- What you have to do
Write the next part of the passage about how the atmosphere carries sound waves from their source, starting after its final sentence.

Our Great Spherical Friend, Part Three

by Frederick C. Lyman, Jr.

Originally published in American Lutherie #9, 1987 and Big Red Book of American Lutherie Volume One, 2000

See also,
Our Great Spherical Friend, Part One by Frederick C. Lyman, Jr.
Our Great Spherical Friend, Part Two by Frederick C. Lyman, Jr.
Improving the Plywood Bass by Frederick C. Lyman, Jr.

Our great spherical friend, the Earth’s atmosphere, is the medium through which sound waves are transmitted from the source to whatever auditor may be present. The relative frequency of the waves, in the audible spectrum, is influenced by the physical characteristics of the sound source, for example, its size. A low-pitched sound may be most efficiently propagated by a relatively large surface area that can exert relatively small forces (per unit of area) onto a wide atmospheric front, which offers the correct amount of resistance to this kind of push. As the sounds go up in pitch, the source becomes smaller, faster-moving, and more forceful per unit of area. But there must always be some area of atmospheric contact.

- Items
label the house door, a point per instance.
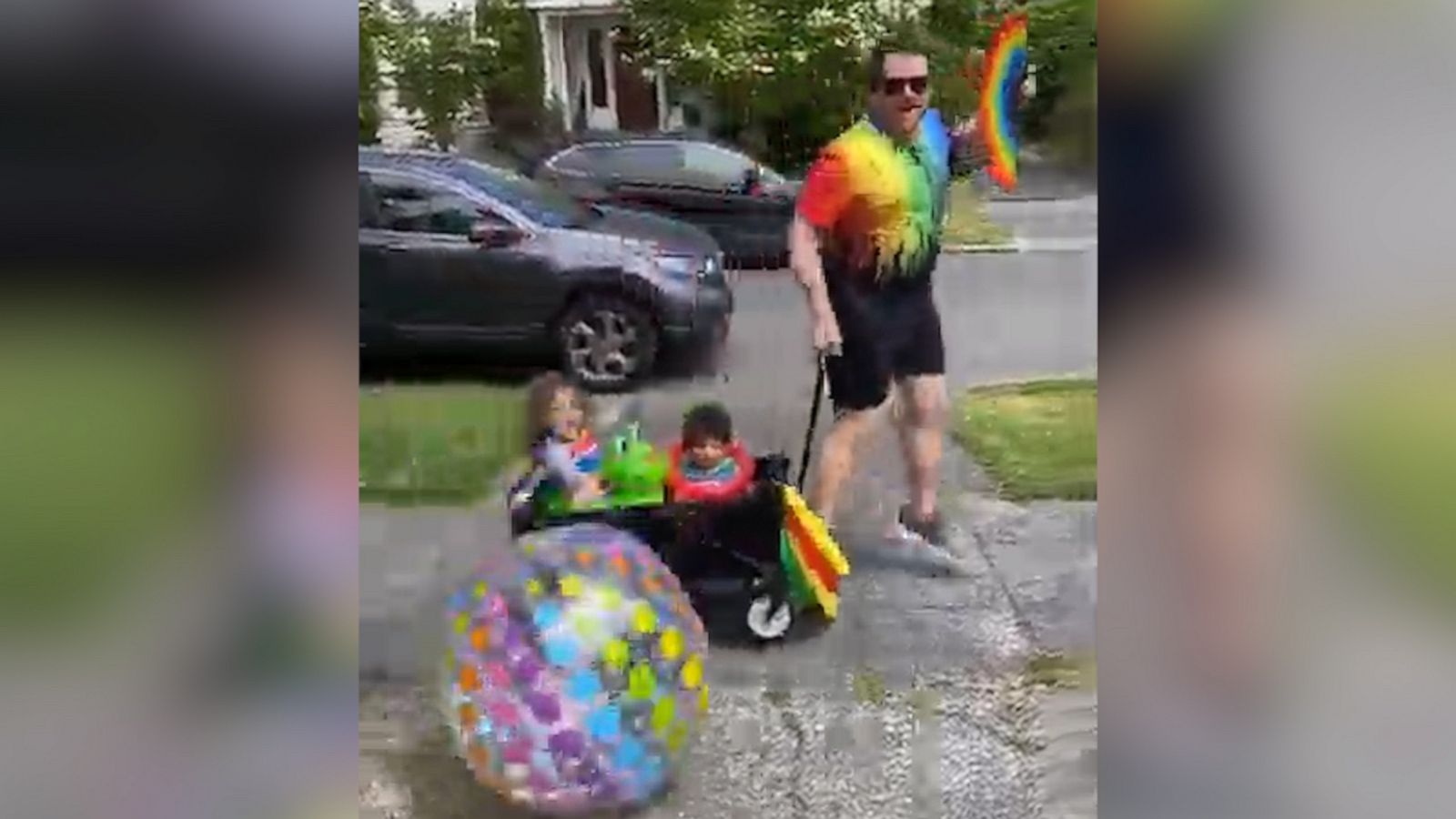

==

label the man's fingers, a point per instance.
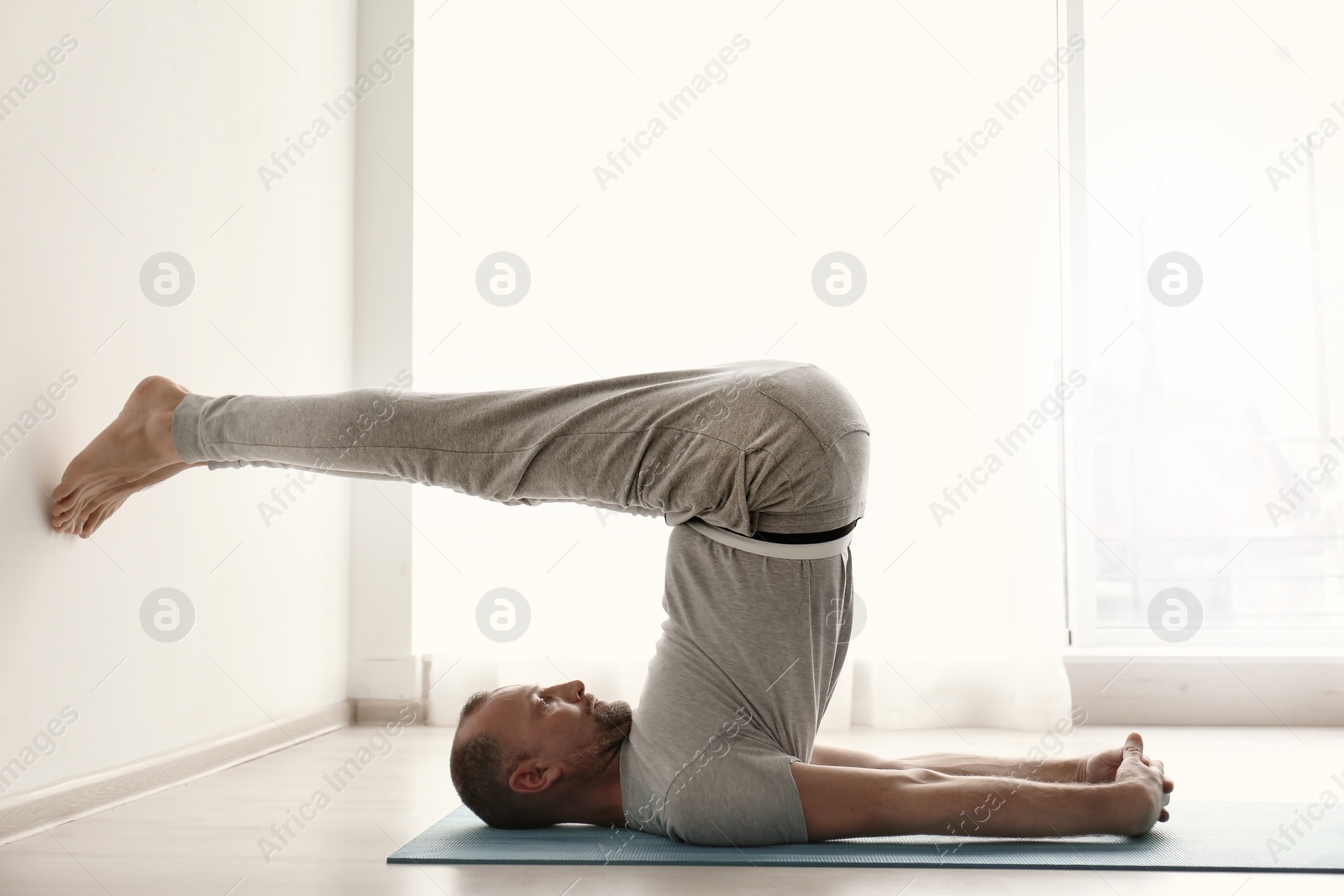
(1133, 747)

- Task response
The physical energy that is put into a stringed musical instrument, whether by finger, plectrum, bow, or whatever, is not at that stage in the form that is needed to agitate the atmosphere in the desired musical way. It has to be converted to this form (or forms) by the intervening action and reaction of the instrument. For example, the stretching and releasing of a string by the act of plucking, does not in itself accomplish much in the way of compressions and rarefactions in the surrounding air. Feeble sounds may be detected by listening very closely to the event; but for us to have musically useful sounds, more vibrating surface area must contact the atmosphere. In our sophisticated violin-type instruments, the energy undergoes a rather complex series of conversions.